Write out the passage of the bookstore blog excerpt word for word, beginning at the words "Clearly 'tis the" and stopping after the words "Did. Not. Write.".

** start Excerpt to read **

Which is a shame, because I love bookstores.  I LOVE THEM.  As evidenced by my post about Mr. B's Emporium of Reading Delights (still gives me shivers, just typing it!).  I like to bury myself into corners with stacks of potential (read "inevitable") purchases.  I like to make eyes at the other shoppers in the SF/Fantasy section when they get close to picking up any of my favorite books.  It's an open invitation for a conversation, a recommendation, a connection in the tunnel-like aisles of Storyland.

So, I'm all for joining the Indies First! movement.  Lucky for me, Skylight Books, that gorgeous independent, well-lit, beautiful bookstore on the other side of town is willing to have me.  So, mark your calendars if you live in Los Angeles and its environs.  The details are below.  Join me.  I haven't lurked the aisle in a while.  This is going to be fun!


Sat., 11/30/13, Noon to 2PM – Indies First!Skylight Books, Los Angeles

Meet the author and help put independent bookstores first.  Do your Small Business Saturday shopping with Sherri at Skylight Books.  I’ll be making recommendations for your holiday gift giving along with several other authors.  Join us!

Gosh!  That reminds me.  There's one other other thing I'm doing the weekend after that,.  Another shop local event, but this one is not book related.  Remember me talking about Tired Girl Collective, my craft booth with friends?  Well, we're at it again, this time we're back with
Unique LA, December 7th and 8th.  Won't you come by and see us?  We've got gingerbread men rings, and fascinators, and a more adorable stuff, I promise! 



Clearly 'tis the season to be thankful and busy.  Hope to see you out there.

Happy Thanksgiving, Everyone!

Monday, November 18, 2013

Touring the Backlist: SPARROW


Stop #2 on the backlist tour is Sparrow.  This is where I hit my sophomore slump.  Lucy the Giant had been well received and I was worried my second novel wouldn't be good enough.  I had two projects in mind-- one was an historical fantasy, the other was a contemporary called Sparrow.   The thing about Sparrow is, the heroine's grandmother dies.  My own grandmother was alive, but not in the best of health.  A bit of magical thinking had me afraid to write the death of a grandmother, for fear that it would happen.  So I didn't do it.  The book sat there, and my editor wondered what I was up to, and I Did. Not. Write. 

I pushed the book aside and life happened.  A year went by.  My grandmother passed away in her own time, and my family mourned.  Still, I avoided writing, until my publisher called me and asked if I had another book like Lucy.  The trouble was, they wanted exactly the same book.  Something about a girl with self-image issues (but not weight issues!) who goes somewhere and does something etcetera, etcetera.  All I could say was, "I already wrote that book."  But they were confident I would think of something.

** end Excerpt to read **
** start Recorded data **

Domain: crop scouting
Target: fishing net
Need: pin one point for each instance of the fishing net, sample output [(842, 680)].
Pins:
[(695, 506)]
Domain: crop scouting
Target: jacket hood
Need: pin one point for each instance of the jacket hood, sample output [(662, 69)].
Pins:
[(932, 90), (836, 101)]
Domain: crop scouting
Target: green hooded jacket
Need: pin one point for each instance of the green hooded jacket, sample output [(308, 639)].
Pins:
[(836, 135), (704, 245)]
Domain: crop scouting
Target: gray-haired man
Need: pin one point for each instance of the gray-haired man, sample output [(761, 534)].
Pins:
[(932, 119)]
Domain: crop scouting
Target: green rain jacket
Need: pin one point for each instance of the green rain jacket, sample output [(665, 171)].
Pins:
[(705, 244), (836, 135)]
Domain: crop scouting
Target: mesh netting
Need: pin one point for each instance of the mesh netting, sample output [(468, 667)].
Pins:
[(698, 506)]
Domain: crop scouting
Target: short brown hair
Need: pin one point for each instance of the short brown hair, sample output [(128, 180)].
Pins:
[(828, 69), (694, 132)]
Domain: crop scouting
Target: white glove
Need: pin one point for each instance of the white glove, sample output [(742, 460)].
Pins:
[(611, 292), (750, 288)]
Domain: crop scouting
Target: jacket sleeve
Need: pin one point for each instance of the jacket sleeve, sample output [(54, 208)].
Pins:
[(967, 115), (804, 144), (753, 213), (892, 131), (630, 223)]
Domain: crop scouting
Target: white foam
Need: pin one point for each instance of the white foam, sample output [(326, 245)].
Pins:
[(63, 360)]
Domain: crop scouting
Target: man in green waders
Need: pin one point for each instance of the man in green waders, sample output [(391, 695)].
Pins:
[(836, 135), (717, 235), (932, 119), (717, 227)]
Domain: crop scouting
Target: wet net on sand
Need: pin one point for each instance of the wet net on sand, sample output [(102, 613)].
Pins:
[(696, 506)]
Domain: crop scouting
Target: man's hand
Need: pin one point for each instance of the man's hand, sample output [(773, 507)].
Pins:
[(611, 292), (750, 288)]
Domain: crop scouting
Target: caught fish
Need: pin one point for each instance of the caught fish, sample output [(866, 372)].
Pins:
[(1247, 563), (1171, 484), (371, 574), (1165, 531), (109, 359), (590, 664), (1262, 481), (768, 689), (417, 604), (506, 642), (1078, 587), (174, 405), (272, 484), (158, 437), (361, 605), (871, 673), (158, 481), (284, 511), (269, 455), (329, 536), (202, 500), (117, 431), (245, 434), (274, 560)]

** end Recorded data **

→ **Task result**:
Clearly 'tis the season to be thankful and busy.  Hope to see you out there.

Happy Thanksgiving, Everyone!

Monday, November 18, 2013

Touring the Backlist: SPARROW


Stop #2 on the backlist tour is Sparrow.  This is where I hit my sophomore slump.  Lucy the Giant had been well received and I was worried my second novel wouldn't be good enough.  I had two projects in mind-- one was an historical fantasy, the other was a contemporary called Sparrow.   The thing about Sparrow is, the heroine's grandmother dies.  My own grandmother was alive, but not in the best of health.  A bit of magical thinking had me afraid to write the death of a grandmother, for fear that it would happen.  So I didn't do it.  The book sat there, and my editor wondered what I was up to, and I Did. Not. Write.